- ENTRIES:
----------

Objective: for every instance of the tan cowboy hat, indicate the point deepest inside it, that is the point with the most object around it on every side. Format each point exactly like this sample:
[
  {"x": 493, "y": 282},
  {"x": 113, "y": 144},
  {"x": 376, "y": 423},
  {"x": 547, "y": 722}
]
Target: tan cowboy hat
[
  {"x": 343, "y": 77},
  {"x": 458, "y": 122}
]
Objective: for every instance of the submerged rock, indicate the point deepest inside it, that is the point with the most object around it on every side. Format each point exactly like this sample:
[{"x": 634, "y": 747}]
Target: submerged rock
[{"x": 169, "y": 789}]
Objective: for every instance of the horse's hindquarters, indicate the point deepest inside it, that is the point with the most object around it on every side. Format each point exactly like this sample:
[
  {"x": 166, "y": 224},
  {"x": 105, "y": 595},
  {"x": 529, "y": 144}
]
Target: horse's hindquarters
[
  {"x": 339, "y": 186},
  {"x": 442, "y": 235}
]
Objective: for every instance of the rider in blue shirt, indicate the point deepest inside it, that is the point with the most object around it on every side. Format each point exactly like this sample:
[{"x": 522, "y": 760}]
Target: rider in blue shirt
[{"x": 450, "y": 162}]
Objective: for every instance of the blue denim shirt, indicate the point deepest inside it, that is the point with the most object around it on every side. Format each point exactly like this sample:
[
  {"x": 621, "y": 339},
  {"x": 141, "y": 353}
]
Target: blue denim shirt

----------

- WHAT THE EXERCISE ASKS:
Please output the entries above, every line exactly as it reads.

- THE OUTPUT:
Objective: for every instance of the tan cowboy hat, indicate the point deepest inside it, that is the point with the most object around it on every side. Format each point exactly like this sample:
[
  {"x": 493, "y": 282},
  {"x": 113, "y": 144},
  {"x": 376, "y": 423},
  {"x": 547, "y": 722}
]
Target: tan cowboy hat
[
  {"x": 343, "y": 77},
  {"x": 458, "y": 122}
]
Objective: for every instance of the submerged rock, indicate the point deepest inside it, that is the point with the most object around it on every side. Format each point exactly like this sample:
[{"x": 634, "y": 747}]
Target: submerged rock
[{"x": 169, "y": 789}]
Objective: for every instance of the horse's hindquarters, indicate the point deepest inside it, that is the point with the most object around it on every side. Format each point exactly like this sample:
[
  {"x": 166, "y": 224},
  {"x": 105, "y": 595},
  {"x": 529, "y": 144}
]
Target: horse's hindquarters
[
  {"x": 339, "y": 186},
  {"x": 442, "y": 235}
]
Objective: for every instance of the rider in blue shirt, indicate the point deepest inside it, that is the point with the most object around it on every side. Format each point exactly like this sample:
[{"x": 522, "y": 760}]
Target: rider in blue shirt
[{"x": 450, "y": 162}]
Objective: for every instance of the blue denim shirt, indicate the point deepest inside it, that is the point with the most object around it on every side. Format each point exactly like this sample:
[
  {"x": 621, "y": 339},
  {"x": 141, "y": 353}
]
Target: blue denim shirt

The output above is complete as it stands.